* start SELECTION *

I agree with you Rick, lots of people can keep their ooths safely in the fridge over winter, but the ooths are not in diapause.


----------



## sbugir (Sep 16, 2009)

Okay, well Rick and Phil, if they are in the fridge an not in diapause, will they still hatch...? I'm keeping it indoors, I probably should have made that more clear. If they are not in diapause and in a state of quiescence will they still hatch...?


----------



## massaman (Sep 16, 2009)

so the question is can you arftifically induce diapause by what I am reading it would sound like its not really possible but what do I know and all I want to do is keep my ooths in a safe place till next year and decided not to use my fridge because I dont want to have to take them out every day of the week to mist them and put them back in the fridge if every second they are out breaks the over winter cycle even for a few seconds!


----------



## PhilinYuma (Sep 16, 2009)

lemmiwinks said:


> Okay, well Rick and Phil, if they are in the fridge an not in diapause, will they still hatch...? I'm keeping it indoors, I probably should have made that more clear. If they are not in diapause and in a state of quiescence will they still hatch...?


Yep!


----------



## sbugir (Sep 16, 2009)

All I want to know massaman, is if they'll hatch. I could care less about the time consumption/breaking winter stuff. By the way, just curious isn't massaman a kind of indian curry? (not being name offensive, just wondering)


----------



## sbugir (Sep 16, 2009)

PhilinYuma said:


> Yep!


YAY! Also, how long should i leave them in the fridge (I'd like to hatch them asap, as I've never experienced an ooth hatch before)?


----------



## massaman (Sep 16, 2009)

* end SELECTION *
* start PROVIDED DATA *

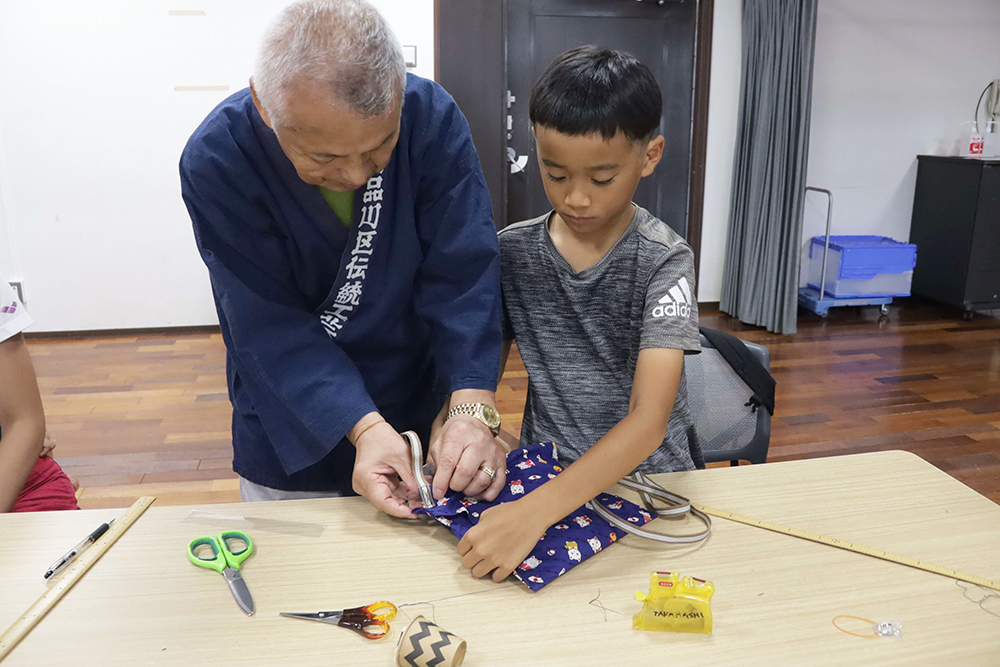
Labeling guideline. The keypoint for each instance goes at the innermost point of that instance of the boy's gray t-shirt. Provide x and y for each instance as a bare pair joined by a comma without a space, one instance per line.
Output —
579,334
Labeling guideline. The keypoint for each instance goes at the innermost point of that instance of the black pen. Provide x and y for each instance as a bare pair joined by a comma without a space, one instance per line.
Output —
78,549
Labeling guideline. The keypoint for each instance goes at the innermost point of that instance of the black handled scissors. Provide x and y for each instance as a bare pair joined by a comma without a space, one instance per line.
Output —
369,620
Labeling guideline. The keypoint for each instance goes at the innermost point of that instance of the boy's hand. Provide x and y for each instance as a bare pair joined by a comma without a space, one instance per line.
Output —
502,539
460,451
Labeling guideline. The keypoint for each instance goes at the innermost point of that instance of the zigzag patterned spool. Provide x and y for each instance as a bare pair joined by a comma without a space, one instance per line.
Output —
424,644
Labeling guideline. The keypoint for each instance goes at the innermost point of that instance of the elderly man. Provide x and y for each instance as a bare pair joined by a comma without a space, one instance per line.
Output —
342,213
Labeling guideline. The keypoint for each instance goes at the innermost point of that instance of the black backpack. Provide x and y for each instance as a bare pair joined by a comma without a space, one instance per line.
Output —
742,360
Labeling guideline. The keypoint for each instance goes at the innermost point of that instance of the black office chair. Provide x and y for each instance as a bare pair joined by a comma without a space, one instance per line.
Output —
729,428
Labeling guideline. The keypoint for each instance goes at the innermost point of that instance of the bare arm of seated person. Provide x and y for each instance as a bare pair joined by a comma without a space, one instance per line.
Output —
22,419
507,533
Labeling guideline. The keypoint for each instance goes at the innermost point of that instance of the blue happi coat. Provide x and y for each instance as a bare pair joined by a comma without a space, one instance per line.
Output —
324,324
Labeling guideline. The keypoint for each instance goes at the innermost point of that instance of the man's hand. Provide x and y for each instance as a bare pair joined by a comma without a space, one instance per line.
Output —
502,539
382,470
460,450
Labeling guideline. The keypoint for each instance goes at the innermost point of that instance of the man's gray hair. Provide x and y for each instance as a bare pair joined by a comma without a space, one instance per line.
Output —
344,45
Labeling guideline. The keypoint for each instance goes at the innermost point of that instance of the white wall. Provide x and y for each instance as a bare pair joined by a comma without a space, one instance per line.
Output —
91,129
893,79
723,112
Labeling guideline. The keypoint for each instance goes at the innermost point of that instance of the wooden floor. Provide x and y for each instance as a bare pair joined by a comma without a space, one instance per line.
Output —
149,415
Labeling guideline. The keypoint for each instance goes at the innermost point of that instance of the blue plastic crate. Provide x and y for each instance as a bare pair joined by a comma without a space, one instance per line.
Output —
863,266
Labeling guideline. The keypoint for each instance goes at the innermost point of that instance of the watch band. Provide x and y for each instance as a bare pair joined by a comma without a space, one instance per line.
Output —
476,410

* end PROVIDED DATA *

▶ [EXERCISE SET]
• A. Please reproduce the passage of the forum thread about ooths that begins at the words "so the question" and stops after the words "a few seconds!".
• B. Answer these questions from the forum thread about ooths:
(i) According to the opening line, what state are the ooths kept in the fridge not in?
(ii) What did PhilinYuma reply to the question about whether the ooths would still hatch?
(iii) What does sbugir ask whether massaman is?

▶ [ANSWERS PROVIDED]
• A.
so the question is can you arftifically induce diapause by what I am reading it would sound like its not really possible but what do I know and all I want to do is keep my ooths in a safe place till next year and decided not to use my fridge because I dont want to have to take them out every day of the week to mist them and put them back in the fridge if every second they are out breaks the over winter cycle even for a few seconds!

• B.
(i) Diapause.
(ii) "Yep!"
(iii) A kind of Indian curry.